--- start of Provided entries ---

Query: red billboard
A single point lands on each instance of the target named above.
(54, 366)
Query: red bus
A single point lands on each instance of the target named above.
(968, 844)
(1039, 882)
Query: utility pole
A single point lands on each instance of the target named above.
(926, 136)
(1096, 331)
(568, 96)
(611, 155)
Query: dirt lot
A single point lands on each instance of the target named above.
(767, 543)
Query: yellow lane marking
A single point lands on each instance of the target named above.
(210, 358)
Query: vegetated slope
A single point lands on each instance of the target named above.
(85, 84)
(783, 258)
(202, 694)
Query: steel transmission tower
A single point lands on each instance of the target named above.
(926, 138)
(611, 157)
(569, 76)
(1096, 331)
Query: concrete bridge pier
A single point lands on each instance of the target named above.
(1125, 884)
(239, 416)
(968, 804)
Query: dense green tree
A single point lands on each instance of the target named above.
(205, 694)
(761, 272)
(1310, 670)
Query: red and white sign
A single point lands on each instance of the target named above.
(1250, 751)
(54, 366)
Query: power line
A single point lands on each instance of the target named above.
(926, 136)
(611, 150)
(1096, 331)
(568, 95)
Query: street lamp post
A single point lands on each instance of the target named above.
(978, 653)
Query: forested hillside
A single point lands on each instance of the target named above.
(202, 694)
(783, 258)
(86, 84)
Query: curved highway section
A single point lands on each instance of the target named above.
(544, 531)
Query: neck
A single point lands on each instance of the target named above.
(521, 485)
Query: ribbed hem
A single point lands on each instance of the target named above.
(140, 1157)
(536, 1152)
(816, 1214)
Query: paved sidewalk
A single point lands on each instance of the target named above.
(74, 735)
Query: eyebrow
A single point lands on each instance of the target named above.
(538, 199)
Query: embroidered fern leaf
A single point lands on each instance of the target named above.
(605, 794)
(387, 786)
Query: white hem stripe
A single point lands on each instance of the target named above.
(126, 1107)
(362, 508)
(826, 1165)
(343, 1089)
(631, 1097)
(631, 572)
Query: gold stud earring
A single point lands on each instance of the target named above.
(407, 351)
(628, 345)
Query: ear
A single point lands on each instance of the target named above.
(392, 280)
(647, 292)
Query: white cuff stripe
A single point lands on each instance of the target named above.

--- end of Provided entries ---

## To do
Render all of the rows above as a JSON array of strings, one string per line, with blank lines omitted.

## The answer
[
  "Query: red billboard",
  "A single point lands on each instance of the target named above.",
  "(54, 366)",
  "Query: red bus",
  "A single point lands on each instance of the target named above.",
  "(968, 844)",
  "(1039, 882)",
  "Query: utility pole",
  "A single point lands on each instance of the target named above.",
  "(926, 136)",
  "(1096, 331)",
  "(568, 96)",
  "(611, 155)",
  "Query: dirt lot",
  "A single point lands on each instance of the target named above.",
  "(767, 543)",
  "Query: yellow lane marking",
  "A single point lands on each instance of the target named above.",
  "(210, 358)",
  "Query: vegetated slope",
  "A single point lands on each instance of the target named above.",
  "(85, 84)",
  "(783, 258)",
  "(202, 694)",
  "Query: steel transmission tower",
  "A single point lands on each instance of the target named above.",
  "(926, 138)",
  "(611, 157)",
  "(569, 76)",
  "(1096, 331)",
  "Query: concrete bridge pier",
  "A single point lands on each instance of the target named above.",
  "(1125, 884)",
  "(239, 416)",
  "(968, 804)",
  "Query: dense green tree",
  "A single point lands on each instance of the target named above.",
  "(205, 694)",
  "(761, 272)",
  "(1310, 670)",
  "Query: red and white sign",
  "A single point lands on each instance of the target named above.",
  "(1250, 751)",
  "(54, 366)",
  "Query: power line",
  "A single point lands on each instance of the target named above.",
  "(926, 136)",
  "(611, 150)",
  "(1096, 331)",
  "(568, 95)",
  "Query: street lamp post",
  "A single point lands on each instance of the target named above.",
  "(978, 653)",
  "Query: forested hillside",
  "A single point lands on each instance of the target named above.",
  "(202, 694)",
  "(783, 258)",
  "(86, 84)",
  "Query: curved highway section",
  "A single point lands on each instance of the target named above.",
  "(544, 531)",
  "Query: neck",
  "A single point lands on each instance of the target named above.",
  "(521, 485)",
  "Query: ribbed hem",
  "A single point lands on each instance of the target named above.",
  "(140, 1157)",
  "(536, 1152)",
  "(816, 1214)",
  "Query: paved sidewalk",
  "A single point lands on each instance of the target named above.",
  "(74, 735)",
  "Query: eyebrow",
  "A single point lands on each instance of the target named above.",
  "(538, 199)",
  "Query: embroidered fern leaf",
  "A single point lands on each instance of the target named above.",
  "(605, 794)",
  "(387, 786)",
  "Query: white hem stripe",
  "A single point lands on each instance of the target named above.",
  "(126, 1107)",
  "(362, 508)",
  "(826, 1165)",
  "(343, 1089)",
  "(631, 1097)",
  "(631, 572)",
  "Query: gold stud earring",
  "A single point lands on each instance of the target named above.",
  "(407, 351)",
  "(628, 345)",
  "Query: ear",
  "A single point lands on each instance of the target named above.",
  "(392, 280)",
  "(647, 292)",
  "Query: white cuff stripe",
  "A single point lands on each instance of the target named above."
]